Bleed Through
by Michael Davidson
Coffee House Press, Dec 2013
256 pages / $17.95 Buy from Coffee House or Amazon
“Perhaps having power is like having images.” If the concentration of images behaves gravitationally, then may we be approaching a point of collapse? Sure are a lot of pictures out there these days. The basic law of structure formation in the universe is collapse. And perhaps ‘having’ images is an affliction linked to memory, that trick of consciousness which allows humans to substitute pronouns like me and I, us and you, into the visions that bubble up during the increasingly rare moments during which one is not in a state of interface. It seems we have ever more such ‘moments’ to cope with. One inverse outcome of the surveillance state is we now have a population which is pumping images into circulation as never before. Michael Davidson’s career retrospective Bleed Through resists this proliferation as a collection and yet accedes, on a poem-to-poem basis, to the idea that even an initially smooth distribution of matter will fall in upon itself. Images are conflated with words, and disintegrate from line to line, blurring across the sparsely punctuated sentences, as in Ready to Hand:
in which a memo
is written, black crows
perch on the ledge
a small man below
becomes an object
and I seize it, it
comes off in my hands
like a handle
where there had been an intention
not to hurt
but to effect change
I wrote out the words
as though placing my hands
on a throat
it felt soft
and the blood was familiar
like middle C…
Davidson is well aware of a kind of useful violence latent in the process of reference as a professor of English, but in his poetry he seems to allow himself a moment of reflection. The title suggests that whatever is released by trying to grasp a scene, thing, or person is vital residue, but that the writing itself is in one sense confinement of the energy that suffuses the subject. Confinement here is a communal condition, and materializes as poetry, as criticism, and as image, in ways that are transparent about leaving something out. The ‘leaving something out’ is critical to allowing the subjects room to breathe an air of impossibility, which is what makes these poems semblances of life as a professor. A group of new poems is called ‘Bad Modernism’, scenes ‘between rationalism and whatever is left out’. The subjects that dwell here, in the most recent poems, generally resist being totalized, by way of their gentle intrusions into, and unexplained exits from, the world of each poem. While Davidson’s poetry is often grouped with the language movement, this is probably a bit inaccurate. While sometimes upending grammarians and often explicit about the pitfalls of language, a lyric relationship is still often present, if immaterial. His major output has been criticism, not poems, over the last decade, and this collection, although this collection is hailed as ‘A book we have needed for a very long time‘. I don’t think there’s any literature vital to our survival as a species, but I’m a pessimist unlike Ron Silliman. A grouping of things –systems, signs, speakers– will eventually not exert enough pressure outwards in aggregate to support its superstructure, and this is when collapse is imminent.

→ **Information given**
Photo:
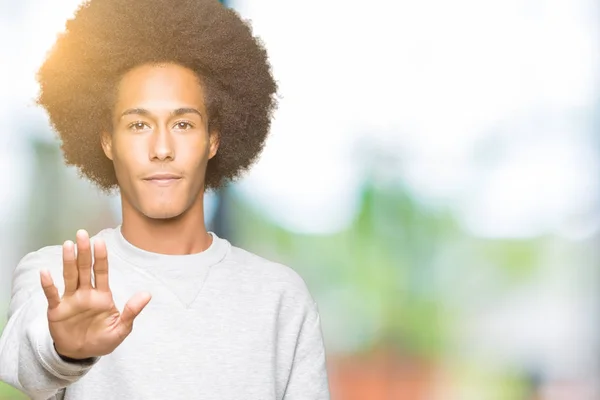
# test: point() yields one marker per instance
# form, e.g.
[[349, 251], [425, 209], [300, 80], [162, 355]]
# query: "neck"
[[184, 234]]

→ **Job 1**
Answer these about the review:
(a) Which press published Bleed Through, and in what month and year?
(b) What is the group of new poems called?
(c) According to the review, what has Davidson's major output been over the last decade?
→ **Job 2**
Shift every coordinate in the answers of the entries by adding 14 to each number, and write out all the lines again, requests included. Leave the pictures out.
The entries have no connection to the review.

→ **Correct answer 1**
(a) Coffee House Press, December 2013.
(b) 'Bad Modernism'.
(c) Criticism.

→ **Correct answer 2**
Photo:
# test: point() yields one marker per instance
# form, e.g.
[[349, 251], [425, 209], [300, 80], [162, 355]]
# query: "neck"
[[198, 248]]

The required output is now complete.